## Task objective
Output all of the entries beneath, exactly as written.

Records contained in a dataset
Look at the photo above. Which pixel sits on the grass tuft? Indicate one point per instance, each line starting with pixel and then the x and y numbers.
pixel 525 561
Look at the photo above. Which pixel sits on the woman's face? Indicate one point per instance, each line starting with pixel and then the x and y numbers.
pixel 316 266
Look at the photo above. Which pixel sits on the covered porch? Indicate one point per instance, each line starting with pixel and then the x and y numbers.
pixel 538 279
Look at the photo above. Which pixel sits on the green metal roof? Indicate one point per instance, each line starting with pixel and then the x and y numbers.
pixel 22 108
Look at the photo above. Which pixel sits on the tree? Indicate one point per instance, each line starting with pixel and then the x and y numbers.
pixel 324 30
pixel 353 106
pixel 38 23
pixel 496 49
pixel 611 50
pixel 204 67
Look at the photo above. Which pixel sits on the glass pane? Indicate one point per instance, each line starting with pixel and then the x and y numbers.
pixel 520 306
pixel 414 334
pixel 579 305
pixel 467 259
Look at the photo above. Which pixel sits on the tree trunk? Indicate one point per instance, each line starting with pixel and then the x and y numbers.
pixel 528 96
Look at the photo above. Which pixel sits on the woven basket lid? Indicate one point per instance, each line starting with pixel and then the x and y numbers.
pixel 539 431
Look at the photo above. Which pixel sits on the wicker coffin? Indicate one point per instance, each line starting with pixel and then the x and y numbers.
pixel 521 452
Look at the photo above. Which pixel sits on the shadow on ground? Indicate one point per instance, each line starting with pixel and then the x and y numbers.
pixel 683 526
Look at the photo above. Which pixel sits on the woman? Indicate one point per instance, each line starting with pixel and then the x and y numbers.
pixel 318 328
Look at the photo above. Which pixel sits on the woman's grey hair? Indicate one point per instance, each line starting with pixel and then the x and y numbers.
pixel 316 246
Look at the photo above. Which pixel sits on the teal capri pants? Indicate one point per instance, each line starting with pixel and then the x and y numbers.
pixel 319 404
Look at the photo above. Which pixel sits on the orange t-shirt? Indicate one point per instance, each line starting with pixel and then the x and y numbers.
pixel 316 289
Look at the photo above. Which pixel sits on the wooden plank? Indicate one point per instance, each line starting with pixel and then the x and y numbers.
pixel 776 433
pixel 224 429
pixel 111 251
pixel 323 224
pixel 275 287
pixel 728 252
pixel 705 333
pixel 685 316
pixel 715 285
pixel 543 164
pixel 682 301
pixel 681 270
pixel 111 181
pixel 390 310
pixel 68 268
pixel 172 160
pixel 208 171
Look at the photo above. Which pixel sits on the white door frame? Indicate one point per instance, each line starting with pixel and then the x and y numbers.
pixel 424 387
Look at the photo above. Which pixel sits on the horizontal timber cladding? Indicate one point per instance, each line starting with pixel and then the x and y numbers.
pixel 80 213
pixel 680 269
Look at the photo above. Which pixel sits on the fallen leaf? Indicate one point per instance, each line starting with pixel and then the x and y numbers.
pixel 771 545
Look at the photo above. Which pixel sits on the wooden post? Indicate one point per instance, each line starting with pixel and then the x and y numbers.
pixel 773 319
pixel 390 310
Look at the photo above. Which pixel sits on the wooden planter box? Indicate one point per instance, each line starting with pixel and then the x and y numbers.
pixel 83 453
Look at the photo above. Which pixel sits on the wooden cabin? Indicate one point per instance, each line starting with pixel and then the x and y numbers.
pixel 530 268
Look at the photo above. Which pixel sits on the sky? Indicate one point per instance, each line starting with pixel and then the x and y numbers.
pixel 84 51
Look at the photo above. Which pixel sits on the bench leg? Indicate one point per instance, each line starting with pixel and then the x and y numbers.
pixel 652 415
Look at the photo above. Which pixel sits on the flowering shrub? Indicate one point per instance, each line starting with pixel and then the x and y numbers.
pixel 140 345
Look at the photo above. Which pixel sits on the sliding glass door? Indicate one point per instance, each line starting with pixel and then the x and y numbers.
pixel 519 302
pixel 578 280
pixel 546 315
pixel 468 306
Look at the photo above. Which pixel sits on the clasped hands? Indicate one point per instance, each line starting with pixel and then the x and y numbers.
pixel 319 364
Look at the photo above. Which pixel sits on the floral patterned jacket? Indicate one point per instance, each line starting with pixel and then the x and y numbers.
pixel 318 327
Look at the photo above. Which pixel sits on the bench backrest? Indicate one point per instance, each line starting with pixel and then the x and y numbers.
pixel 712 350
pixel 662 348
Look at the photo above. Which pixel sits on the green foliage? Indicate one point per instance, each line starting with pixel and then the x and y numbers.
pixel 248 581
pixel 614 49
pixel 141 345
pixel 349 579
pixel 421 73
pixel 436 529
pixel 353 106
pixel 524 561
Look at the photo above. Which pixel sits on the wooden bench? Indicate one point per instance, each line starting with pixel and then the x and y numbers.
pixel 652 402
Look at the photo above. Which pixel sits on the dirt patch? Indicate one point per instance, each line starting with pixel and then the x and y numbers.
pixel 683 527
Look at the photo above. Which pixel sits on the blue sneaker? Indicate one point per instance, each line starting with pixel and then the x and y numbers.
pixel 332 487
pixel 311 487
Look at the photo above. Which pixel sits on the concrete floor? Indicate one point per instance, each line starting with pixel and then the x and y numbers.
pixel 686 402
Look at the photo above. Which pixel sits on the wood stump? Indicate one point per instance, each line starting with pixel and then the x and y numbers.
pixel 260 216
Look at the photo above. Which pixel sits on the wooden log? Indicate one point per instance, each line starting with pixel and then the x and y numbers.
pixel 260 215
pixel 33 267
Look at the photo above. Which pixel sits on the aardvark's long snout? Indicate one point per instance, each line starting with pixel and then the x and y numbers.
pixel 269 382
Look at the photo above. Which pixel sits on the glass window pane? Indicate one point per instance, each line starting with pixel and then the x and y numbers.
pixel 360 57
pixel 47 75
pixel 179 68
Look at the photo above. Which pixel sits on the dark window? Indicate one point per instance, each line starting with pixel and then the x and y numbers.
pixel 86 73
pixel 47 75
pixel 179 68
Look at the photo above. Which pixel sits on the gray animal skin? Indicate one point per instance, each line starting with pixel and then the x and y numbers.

## Response to the exercise
Look at the photo above. Which pixel sits on the grass tuft? Indicate one point per instance, each line starting with pixel and then the x and y numbers.
pixel 525 561
Look at the photo above. Which pixel sits on the woman's face? Indicate one point per instance, each line starting with pixel and then the x and y numbers.
pixel 316 266
Look at the photo above. Which pixel sits on the covered porch? Indicate one point per instance, each line starting with pixel and then the x and y numbers.
pixel 538 279
Look at the photo above. Which pixel sits on the green metal roof? Indicate one point per instance, each line starting with pixel and then the x and y numbers.
pixel 22 108
Look at the photo above. Which pixel sits on the tree? Indicate one point per instance, each line starting with pixel and then the x and y numbers.
pixel 324 30
pixel 353 106
pixel 38 23
pixel 496 49
pixel 611 50
pixel 204 67
Look at the photo above. Which pixel sits on the glass pane? Indicate one point per instance, each line starting with pixel and then the x and y numbers.
pixel 520 306
pixel 414 334
pixel 579 305
pixel 467 259
Look at the photo above. Which pixel sits on the tree trunk? Indicate one point per instance, each line starting with pixel and then the x and y numbers.
pixel 528 96
Look at the photo above. Which pixel sits on the woven basket lid? Indicate one point per instance, each line starting with pixel and then the x and y numbers.
pixel 539 431
Look at the photo above. Which pixel sits on the wicker coffin? Indicate one point per instance, each line starting with pixel and then the x and y numbers.
pixel 521 452
Look at the photo above. Which pixel sits on the shadow on ground? Indicate one point per instance, each line starting with pixel and then the x and y numbers.
pixel 683 526
Look at the photo above. Which pixel sits on the woman? Indicate one point per instance, each line starting with pixel and then the x and y numbers.
pixel 318 328
Look at the photo above. Which pixel sits on the woman's grey hair? Indicate one point per instance, each line starting with pixel and then the x and y numbers.
pixel 316 246
Look at the photo above. Which pixel sits on the teal capri pants? Indicate one point per instance, each line starting with pixel and then the x and y numbers.
pixel 319 404
Look at the photo above. Which pixel sits on the orange t-shirt? Indicate one point per instance, each line starting with pixel and then the x and y numbers.
pixel 316 289
Look at the photo above. Which pixel sits on the wooden plank? Indicate one point per instance, each line starting with pixel and then the x and y numbers.
pixel 776 433
pixel 224 429
pixel 111 251
pixel 323 224
pixel 275 287
pixel 728 252
pixel 705 333
pixel 685 316
pixel 715 285
pixel 543 164
pixel 682 301
pixel 681 270
pixel 111 181
pixel 390 310
pixel 68 268
pixel 172 160
pixel 208 171
Look at the photo above. Which pixel sits on the white door frame? Indicate one point per instance, each line starting with pixel and then the x and y numbers.
pixel 424 387
Look at the photo above. Which pixel sits on the horizontal timber cladding? Indicate one point per instance, each line starting with pixel and then the x and y numbers.
pixel 80 213
pixel 680 269
Look at the photo above. Which pixel sits on the fallen leaf? Indicate one point per instance, each line starting with pixel and then the x and y numbers.
pixel 771 545
Look at the photo above. Which pixel sits on the wooden post? Indicate one point per instance, each line starting with pixel and then the x and y numbers.
pixel 773 319
pixel 390 310
Look at the photo above. Which pixel sits on the wooden planter box? Indicate one point per instance, each line starting with pixel and then the x and y numbers.
pixel 83 453
Look at the photo above. Which pixel sits on the wooden cabin? Indicate one point per instance, each line starting with pixel and then the x and y numbers.
pixel 530 268
Look at the photo above. Which pixel sits on the sky? Indicate one point per instance, each line starting with pixel and then the x and y numbers.
pixel 84 51
Look at the photo above. Which pixel sits on the bench leg? Indicate one point per instance, each line starting with pixel and then the x and y numbers.
pixel 652 415
Look at the photo above. Which pixel sits on the flowering shrub? Indicate one point per instance, each line starting with pixel and then the x and y numbers.
pixel 140 345
Look at the photo above. Which pixel sits on the sliding glass door? Indicate one point per instance, each line starting with pixel and then the x and y numbers.
pixel 519 302
pixel 578 280
pixel 546 315
pixel 468 306
Look at the photo above. Which pixel sits on the clasped hands? Indicate one point per instance, each line starting with pixel and then the x and y numbers.
pixel 319 364
Look at the photo above. Which pixel sits on the floral patterned jacket? Indicate one point per instance, each line starting with pixel and then the x and y numbers.
pixel 318 327
Look at the photo above. Which pixel sits on the bench backrest? Indicate one point per instance, each line starting with pixel and then the x and y numbers.
pixel 712 350
pixel 662 348
Look at the photo above. Which pixel sits on the green foliage? Indicate one point per instance, each line starting with pixel and then the x and y numbers.
pixel 248 581
pixel 614 49
pixel 141 345
pixel 349 579
pixel 421 73
pixel 436 529
pixel 353 106
pixel 524 561
Look at the photo above. Which pixel sits on the wooden bench? Indicate one point per instance, each line starting with pixel and then the x and y numbers.
pixel 652 402
Look at the photo above. Which pixel sits on the dirt patch? Indicate one point per instance, each line starting with pixel and then the x and y numbers.
pixel 683 527
Look at the photo above. Which pixel sits on the blue sneaker? Indicate one point per instance, each line starting with pixel and then the x and y numbers.
pixel 332 487
pixel 311 487
Look at the photo above. Which pixel sits on the concrete floor? Indicate one point per instance, each line starting with pixel and then the x and y numbers.
pixel 686 402
Look at the photo above. Which pixel sits on the wood stump? Indicate one point per instance, each line starting with pixel and then the x and y numbers.
pixel 260 216
Look at the photo above. Which pixel sits on the wooden log? Indicate one point per instance, each line starting with pixel and then the x and y numbers.
pixel 260 215
pixel 33 267
Look at the photo above. Which pixel sits on the aardvark's long snout? Indicate one point per instance, each line starting with pixel and then the x and y numbers.
pixel 269 382
Look at the photo above. Which pixel sits on the glass window pane? Indicate one point per instance, each line starting with pixel and then the x and y numbers.
pixel 360 57
pixel 47 75
pixel 179 68
Look at the photo above. Which pixel sits on the dark window? Indicate one point per instance, each line starting with pixel and then the x and y numbers.
pixel 86 73
pixel 47 75
pixel 179 68
Look at the photo above. Which pixel sits on the gray animal skin? Indicate one point per instance, each line starting with pixel and then the x and y numbers.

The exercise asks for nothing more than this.